_Selection:_

____

If a TCP socket is allocated in IRQ context or cloned from unassociated
(i.e. not associated to a memcg) in IRQ context then it will remain
unassociated for its whole life. Almost half of the TCPs created on the
system are created in IRQ context, so, memory used by suck sockets will
not be accounted by the memcg.
This issue is more widespread in cgroup v1 where network memory
accounting is opt-in but it can happen in cgroup v2 if the source socket
for the cloning was created in root memcg.
To fix the issue, just do the late association of the unassociated
sockets at accept() time in the process context and then force charge
the memory buffer already reserved by the socket.

____

_Exercise instructions:_ Carry on the explanation of memcg accounting for TCP sockets created in IRQ context, starting after its last sentence.

____

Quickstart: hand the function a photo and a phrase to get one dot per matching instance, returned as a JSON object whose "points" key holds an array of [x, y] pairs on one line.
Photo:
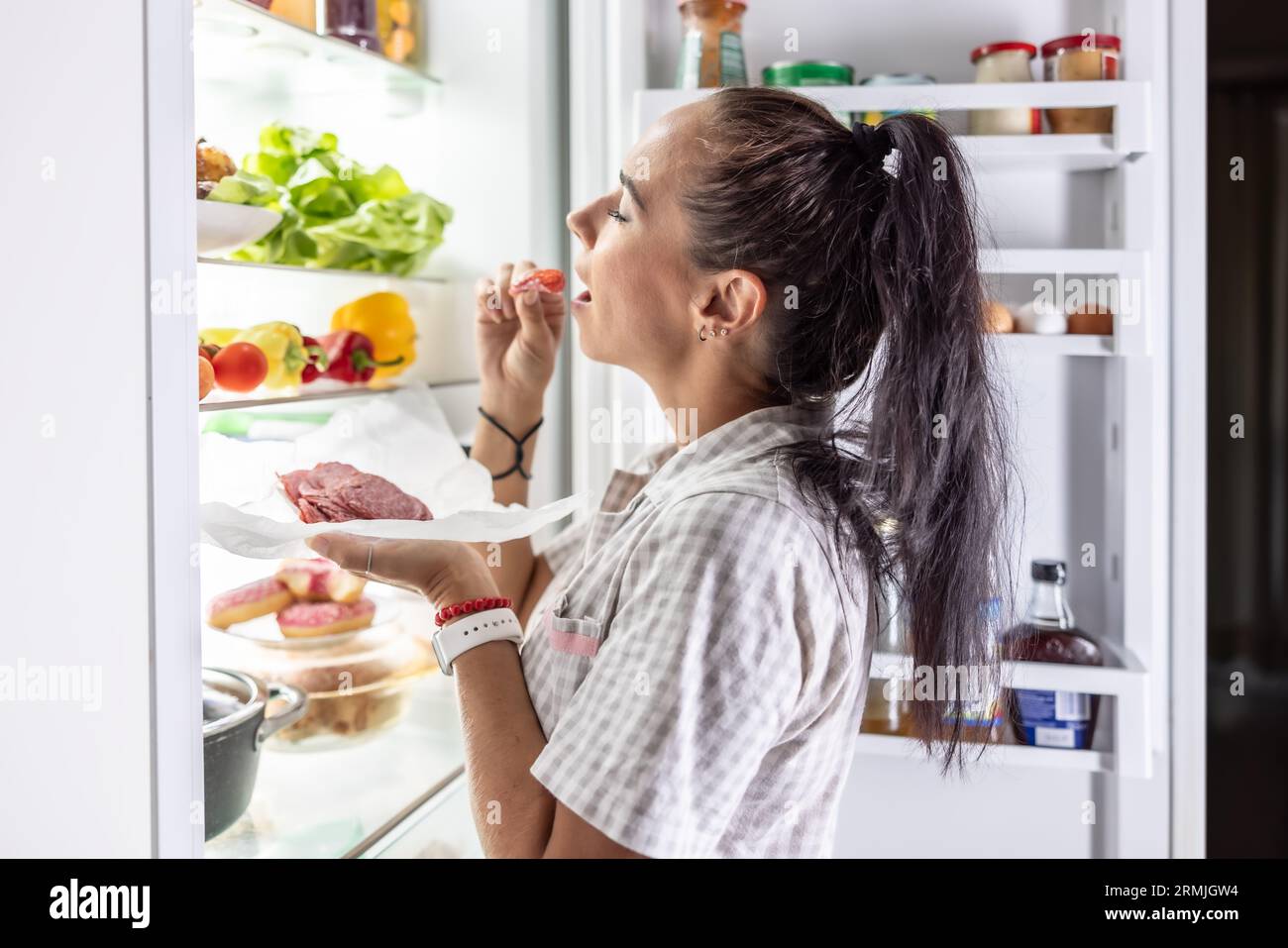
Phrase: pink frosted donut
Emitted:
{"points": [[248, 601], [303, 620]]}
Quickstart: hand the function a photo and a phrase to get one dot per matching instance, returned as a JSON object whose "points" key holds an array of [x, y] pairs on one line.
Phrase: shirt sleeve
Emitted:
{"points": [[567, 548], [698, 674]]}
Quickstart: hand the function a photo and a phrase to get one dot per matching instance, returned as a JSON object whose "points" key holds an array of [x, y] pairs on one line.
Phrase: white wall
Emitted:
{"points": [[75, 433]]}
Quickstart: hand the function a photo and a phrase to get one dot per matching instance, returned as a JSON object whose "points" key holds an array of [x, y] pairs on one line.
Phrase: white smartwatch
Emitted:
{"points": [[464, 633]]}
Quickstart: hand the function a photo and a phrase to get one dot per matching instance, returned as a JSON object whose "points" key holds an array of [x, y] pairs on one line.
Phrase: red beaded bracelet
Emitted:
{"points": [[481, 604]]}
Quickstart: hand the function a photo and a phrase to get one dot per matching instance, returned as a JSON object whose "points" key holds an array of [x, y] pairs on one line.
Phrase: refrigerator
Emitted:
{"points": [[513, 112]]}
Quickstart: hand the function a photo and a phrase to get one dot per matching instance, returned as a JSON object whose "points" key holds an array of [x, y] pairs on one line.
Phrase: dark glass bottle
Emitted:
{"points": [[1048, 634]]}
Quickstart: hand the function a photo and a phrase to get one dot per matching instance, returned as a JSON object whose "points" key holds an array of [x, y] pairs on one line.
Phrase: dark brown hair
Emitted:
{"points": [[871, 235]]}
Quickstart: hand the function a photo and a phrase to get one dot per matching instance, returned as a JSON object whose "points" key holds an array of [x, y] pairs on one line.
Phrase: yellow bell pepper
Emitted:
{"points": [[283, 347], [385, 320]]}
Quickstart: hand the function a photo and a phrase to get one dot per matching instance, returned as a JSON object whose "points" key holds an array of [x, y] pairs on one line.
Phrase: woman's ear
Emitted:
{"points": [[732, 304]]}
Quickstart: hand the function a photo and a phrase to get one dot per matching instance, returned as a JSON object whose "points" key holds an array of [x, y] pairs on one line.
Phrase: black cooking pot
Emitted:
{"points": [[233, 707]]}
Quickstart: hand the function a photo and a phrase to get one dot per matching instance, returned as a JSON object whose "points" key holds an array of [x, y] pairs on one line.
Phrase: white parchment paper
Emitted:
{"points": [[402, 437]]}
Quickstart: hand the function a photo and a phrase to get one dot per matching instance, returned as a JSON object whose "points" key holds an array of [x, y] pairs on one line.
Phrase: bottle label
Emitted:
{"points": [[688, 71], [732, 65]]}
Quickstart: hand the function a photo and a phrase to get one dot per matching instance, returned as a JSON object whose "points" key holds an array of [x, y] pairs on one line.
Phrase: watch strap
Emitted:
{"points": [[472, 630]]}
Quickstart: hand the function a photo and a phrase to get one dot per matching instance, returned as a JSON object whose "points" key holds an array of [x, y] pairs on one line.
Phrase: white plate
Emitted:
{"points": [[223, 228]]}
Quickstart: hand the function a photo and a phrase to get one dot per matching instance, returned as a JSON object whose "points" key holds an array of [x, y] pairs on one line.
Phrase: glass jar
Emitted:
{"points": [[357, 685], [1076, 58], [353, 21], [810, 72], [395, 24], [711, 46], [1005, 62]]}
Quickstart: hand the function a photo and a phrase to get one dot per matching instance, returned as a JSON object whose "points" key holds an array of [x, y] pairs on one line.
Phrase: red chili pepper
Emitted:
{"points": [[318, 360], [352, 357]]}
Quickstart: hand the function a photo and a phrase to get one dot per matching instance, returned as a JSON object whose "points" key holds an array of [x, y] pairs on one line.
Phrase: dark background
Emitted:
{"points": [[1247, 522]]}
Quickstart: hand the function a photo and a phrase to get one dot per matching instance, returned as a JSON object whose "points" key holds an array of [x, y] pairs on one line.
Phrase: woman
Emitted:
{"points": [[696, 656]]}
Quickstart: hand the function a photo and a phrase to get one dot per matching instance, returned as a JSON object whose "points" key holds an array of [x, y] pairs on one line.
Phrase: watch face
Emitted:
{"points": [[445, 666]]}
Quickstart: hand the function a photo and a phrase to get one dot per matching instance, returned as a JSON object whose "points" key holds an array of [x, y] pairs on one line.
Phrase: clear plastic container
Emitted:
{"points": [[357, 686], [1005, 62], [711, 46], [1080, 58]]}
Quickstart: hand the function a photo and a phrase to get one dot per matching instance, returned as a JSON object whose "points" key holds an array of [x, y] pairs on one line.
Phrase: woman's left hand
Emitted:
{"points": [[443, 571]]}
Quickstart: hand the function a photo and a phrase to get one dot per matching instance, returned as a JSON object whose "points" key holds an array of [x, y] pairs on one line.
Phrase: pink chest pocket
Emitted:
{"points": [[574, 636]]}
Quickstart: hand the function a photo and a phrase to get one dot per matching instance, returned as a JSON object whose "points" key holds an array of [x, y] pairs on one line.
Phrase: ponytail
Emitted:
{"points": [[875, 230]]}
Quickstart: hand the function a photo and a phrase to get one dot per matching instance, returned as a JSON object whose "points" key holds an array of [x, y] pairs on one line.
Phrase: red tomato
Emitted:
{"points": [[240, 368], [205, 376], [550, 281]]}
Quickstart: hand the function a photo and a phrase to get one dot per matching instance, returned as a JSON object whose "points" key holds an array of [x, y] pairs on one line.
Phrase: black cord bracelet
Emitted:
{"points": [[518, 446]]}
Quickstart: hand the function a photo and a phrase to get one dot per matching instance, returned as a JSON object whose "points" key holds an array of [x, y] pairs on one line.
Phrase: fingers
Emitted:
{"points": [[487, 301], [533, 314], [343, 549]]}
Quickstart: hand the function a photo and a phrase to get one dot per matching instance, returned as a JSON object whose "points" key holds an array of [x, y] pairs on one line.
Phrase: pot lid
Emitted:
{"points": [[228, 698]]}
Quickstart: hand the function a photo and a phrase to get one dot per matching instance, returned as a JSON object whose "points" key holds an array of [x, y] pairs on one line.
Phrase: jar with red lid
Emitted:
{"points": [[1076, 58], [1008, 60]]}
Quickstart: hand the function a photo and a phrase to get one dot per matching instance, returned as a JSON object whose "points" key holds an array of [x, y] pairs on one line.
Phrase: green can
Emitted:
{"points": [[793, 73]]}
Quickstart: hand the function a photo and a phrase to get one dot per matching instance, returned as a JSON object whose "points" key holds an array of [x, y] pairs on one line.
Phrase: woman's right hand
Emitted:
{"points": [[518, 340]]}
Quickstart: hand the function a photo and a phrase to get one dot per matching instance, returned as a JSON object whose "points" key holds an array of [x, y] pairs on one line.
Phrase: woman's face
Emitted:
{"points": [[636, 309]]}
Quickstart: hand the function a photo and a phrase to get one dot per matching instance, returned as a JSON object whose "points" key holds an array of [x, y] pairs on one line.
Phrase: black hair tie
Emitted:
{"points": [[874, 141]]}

____

_Response:_
Signed-off-by: Shakeel Butt <[email protected]>
---
net/ipv4/inet_connection_sock.c | 7 +++++++
1 file changed, 7 insertions(+)
diff --git a/net/ipv4/inet_connection_sock.c b/net/ipv4/inet_connection_sock.c
index a4db79b1b643..df9c8ef024a2 100644
--- a/net/ipv4/inet_connection_sock.c
+++ b/net/ipv4/inet_connection_sock.c
@@ -482,6 +482,13 @@ struct sock *inet_csk_accept(struct sock *sk, int flags, int *err, bool kern)
}
spin_unlock_bh(&queue->fastopenq.lock);
}
+
+ if (mem_cgroup_sockets_enabled && !newsk->sk_memcg) {
+ mem_cgroup_sk_alloc(newsk);
+ if (newsk->sk_memcg)
+ mem_cgroup_charge_skmem(newsk->sk_memcg,
+ sk_mem_pages(newsk->sk_forward_alloc));
+ }
out:
release_sock(sk);
if (req)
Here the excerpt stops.